[Information shown]:
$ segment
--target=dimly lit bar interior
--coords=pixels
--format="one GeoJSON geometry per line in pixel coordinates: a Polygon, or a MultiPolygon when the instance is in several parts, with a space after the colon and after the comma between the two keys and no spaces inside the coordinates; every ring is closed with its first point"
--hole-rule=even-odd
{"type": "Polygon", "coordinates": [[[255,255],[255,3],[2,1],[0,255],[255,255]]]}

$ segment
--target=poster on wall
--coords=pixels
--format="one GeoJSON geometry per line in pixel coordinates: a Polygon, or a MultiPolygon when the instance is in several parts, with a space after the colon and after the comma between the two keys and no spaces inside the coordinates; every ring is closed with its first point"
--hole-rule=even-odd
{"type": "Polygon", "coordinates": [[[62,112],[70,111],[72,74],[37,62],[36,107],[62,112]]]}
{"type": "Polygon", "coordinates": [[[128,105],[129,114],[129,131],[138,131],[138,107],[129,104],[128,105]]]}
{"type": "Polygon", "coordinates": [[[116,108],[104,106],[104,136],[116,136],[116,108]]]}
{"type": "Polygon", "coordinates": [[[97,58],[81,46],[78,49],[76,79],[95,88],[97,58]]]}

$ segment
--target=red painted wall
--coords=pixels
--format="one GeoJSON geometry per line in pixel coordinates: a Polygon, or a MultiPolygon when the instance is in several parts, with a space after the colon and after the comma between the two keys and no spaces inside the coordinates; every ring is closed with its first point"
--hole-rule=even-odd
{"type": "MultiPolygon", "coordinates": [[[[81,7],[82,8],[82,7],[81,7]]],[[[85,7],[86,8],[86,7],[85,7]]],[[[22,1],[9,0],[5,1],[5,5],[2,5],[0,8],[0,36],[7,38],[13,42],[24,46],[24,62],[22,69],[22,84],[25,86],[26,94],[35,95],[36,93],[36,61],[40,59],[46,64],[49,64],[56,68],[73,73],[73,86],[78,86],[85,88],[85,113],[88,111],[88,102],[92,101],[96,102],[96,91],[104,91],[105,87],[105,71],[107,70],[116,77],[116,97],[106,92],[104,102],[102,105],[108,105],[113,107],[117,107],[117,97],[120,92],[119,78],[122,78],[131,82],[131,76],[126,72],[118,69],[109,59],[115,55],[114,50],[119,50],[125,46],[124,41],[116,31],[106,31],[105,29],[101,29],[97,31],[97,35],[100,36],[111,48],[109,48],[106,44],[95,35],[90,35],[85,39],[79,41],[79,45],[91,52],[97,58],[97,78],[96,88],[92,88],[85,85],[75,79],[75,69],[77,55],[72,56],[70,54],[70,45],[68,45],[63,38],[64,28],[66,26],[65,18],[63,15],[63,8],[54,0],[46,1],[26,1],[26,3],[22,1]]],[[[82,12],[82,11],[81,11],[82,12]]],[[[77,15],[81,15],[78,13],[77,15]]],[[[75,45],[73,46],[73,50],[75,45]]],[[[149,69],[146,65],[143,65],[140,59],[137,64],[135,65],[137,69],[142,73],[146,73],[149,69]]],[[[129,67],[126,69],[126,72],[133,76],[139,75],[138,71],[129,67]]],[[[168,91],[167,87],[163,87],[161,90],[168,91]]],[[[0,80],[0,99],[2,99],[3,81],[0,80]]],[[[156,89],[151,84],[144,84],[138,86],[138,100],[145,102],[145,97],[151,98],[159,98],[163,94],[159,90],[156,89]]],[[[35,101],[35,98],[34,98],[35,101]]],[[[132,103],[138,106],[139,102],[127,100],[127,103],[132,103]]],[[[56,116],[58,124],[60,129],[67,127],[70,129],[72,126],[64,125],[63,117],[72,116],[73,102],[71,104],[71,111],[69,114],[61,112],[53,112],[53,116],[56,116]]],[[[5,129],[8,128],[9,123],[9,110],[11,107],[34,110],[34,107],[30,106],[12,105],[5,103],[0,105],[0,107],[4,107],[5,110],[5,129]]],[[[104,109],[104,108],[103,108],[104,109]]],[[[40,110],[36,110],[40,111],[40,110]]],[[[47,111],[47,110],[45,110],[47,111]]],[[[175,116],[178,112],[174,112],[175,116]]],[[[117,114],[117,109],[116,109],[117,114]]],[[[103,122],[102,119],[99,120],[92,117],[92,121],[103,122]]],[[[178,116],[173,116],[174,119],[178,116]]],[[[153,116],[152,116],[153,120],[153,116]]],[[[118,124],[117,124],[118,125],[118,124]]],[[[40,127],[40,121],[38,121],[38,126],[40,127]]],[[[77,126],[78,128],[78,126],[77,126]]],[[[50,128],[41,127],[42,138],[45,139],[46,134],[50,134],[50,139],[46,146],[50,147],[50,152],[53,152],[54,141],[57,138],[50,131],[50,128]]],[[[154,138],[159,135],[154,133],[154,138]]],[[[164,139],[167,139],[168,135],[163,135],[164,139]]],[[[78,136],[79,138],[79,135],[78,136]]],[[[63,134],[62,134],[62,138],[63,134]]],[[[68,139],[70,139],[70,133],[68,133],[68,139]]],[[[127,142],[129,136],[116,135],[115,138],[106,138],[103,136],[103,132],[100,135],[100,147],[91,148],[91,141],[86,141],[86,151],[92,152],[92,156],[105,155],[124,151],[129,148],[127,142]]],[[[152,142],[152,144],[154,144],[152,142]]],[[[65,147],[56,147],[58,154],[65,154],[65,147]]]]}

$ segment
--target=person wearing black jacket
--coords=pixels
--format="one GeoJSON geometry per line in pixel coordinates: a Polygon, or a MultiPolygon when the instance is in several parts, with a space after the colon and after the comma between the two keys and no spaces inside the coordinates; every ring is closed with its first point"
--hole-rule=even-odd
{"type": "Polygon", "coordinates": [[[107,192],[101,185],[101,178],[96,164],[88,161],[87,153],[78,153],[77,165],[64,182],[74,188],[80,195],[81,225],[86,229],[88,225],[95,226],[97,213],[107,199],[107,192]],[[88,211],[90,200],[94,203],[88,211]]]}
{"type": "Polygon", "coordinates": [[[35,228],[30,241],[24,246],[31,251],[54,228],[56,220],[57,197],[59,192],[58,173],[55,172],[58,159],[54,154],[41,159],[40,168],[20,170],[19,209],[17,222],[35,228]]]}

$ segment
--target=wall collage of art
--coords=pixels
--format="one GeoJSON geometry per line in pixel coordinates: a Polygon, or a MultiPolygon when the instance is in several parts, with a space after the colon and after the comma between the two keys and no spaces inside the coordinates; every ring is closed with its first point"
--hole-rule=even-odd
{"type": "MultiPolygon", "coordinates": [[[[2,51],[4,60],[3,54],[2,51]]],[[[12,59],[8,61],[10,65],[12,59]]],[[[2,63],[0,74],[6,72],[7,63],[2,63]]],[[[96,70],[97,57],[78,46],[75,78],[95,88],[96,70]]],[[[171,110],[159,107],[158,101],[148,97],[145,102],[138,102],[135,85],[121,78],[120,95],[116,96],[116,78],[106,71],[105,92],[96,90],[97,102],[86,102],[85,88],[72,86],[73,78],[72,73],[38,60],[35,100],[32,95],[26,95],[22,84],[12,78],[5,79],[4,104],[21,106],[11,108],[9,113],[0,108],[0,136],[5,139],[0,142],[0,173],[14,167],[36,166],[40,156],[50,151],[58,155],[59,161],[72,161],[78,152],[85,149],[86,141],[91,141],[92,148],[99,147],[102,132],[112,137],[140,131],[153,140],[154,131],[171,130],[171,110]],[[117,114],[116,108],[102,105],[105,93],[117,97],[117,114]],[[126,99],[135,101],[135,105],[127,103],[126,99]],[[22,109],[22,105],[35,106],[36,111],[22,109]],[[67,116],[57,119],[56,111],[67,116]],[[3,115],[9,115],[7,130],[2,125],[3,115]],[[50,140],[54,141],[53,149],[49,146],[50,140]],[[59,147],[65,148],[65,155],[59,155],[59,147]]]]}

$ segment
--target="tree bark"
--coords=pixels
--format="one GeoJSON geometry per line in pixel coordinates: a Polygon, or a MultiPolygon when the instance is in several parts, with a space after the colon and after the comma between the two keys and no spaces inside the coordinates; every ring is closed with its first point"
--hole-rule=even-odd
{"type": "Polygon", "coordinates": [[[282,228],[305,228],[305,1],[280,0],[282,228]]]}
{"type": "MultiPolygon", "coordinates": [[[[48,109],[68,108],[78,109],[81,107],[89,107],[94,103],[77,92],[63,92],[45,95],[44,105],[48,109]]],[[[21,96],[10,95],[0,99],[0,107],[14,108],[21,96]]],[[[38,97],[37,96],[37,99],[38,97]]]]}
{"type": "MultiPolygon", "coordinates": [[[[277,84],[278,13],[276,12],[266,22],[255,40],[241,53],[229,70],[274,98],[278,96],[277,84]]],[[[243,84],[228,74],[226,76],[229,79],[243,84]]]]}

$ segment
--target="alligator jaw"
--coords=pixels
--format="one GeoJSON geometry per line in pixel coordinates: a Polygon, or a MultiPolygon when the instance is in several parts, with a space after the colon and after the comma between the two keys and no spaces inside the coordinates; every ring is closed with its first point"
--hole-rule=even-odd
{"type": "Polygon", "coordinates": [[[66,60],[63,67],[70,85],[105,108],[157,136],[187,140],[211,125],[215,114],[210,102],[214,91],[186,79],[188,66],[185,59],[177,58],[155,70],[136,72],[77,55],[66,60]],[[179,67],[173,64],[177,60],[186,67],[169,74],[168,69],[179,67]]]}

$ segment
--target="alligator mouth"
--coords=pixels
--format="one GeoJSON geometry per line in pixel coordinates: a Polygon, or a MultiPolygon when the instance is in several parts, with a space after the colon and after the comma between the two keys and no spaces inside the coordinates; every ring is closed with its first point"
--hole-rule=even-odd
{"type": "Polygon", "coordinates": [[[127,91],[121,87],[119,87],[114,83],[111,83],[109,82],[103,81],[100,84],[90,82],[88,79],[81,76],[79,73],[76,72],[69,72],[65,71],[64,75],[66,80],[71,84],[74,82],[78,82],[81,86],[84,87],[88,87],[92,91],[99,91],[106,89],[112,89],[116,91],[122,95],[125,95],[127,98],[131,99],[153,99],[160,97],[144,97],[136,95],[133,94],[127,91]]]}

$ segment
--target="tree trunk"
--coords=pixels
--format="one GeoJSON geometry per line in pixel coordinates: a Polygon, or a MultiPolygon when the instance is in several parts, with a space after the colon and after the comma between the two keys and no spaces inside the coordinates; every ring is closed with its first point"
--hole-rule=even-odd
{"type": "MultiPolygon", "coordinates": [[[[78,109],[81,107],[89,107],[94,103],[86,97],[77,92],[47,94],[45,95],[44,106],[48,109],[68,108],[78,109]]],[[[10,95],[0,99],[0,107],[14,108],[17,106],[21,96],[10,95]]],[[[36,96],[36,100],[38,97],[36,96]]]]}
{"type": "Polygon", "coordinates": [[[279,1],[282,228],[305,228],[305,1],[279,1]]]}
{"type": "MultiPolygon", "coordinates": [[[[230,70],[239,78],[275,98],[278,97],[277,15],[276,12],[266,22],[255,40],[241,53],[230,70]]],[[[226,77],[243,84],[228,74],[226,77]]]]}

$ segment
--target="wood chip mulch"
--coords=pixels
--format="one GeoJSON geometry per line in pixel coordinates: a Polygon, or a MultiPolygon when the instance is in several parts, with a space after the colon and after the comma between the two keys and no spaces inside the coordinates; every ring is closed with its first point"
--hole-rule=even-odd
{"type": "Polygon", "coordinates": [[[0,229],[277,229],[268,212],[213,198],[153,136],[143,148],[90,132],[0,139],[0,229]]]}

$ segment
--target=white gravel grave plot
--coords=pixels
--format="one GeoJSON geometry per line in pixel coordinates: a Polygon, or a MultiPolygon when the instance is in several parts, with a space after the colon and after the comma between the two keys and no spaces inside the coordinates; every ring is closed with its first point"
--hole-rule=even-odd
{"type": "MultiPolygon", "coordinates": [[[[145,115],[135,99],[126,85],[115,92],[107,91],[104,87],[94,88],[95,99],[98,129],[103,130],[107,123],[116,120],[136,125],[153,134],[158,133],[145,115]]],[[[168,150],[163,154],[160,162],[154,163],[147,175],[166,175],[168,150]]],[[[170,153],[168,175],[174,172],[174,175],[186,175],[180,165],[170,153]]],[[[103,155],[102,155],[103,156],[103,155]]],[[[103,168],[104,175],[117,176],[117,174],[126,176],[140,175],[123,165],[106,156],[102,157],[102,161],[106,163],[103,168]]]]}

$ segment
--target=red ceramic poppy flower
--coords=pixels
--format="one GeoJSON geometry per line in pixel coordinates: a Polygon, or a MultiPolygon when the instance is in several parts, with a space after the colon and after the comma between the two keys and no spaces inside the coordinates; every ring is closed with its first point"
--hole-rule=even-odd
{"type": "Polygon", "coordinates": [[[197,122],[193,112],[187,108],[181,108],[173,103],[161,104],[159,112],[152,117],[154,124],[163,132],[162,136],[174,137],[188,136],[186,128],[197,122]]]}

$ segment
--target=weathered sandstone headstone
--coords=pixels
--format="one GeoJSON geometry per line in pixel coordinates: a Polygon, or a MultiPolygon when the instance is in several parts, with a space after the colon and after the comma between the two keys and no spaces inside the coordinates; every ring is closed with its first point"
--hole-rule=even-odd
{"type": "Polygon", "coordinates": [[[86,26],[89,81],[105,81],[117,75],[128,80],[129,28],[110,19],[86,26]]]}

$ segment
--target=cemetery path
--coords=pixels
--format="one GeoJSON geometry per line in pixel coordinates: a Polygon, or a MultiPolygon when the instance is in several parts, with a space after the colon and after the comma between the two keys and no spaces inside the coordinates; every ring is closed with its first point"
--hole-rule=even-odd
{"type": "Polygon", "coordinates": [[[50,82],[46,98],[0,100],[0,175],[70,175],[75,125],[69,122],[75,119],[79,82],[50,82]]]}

[Task statement]: List every line in the entries above that contains the string "alligator", matching case exactly.

[Solution for this task]:
--target="alligator jaw"
--target="alligator mouth"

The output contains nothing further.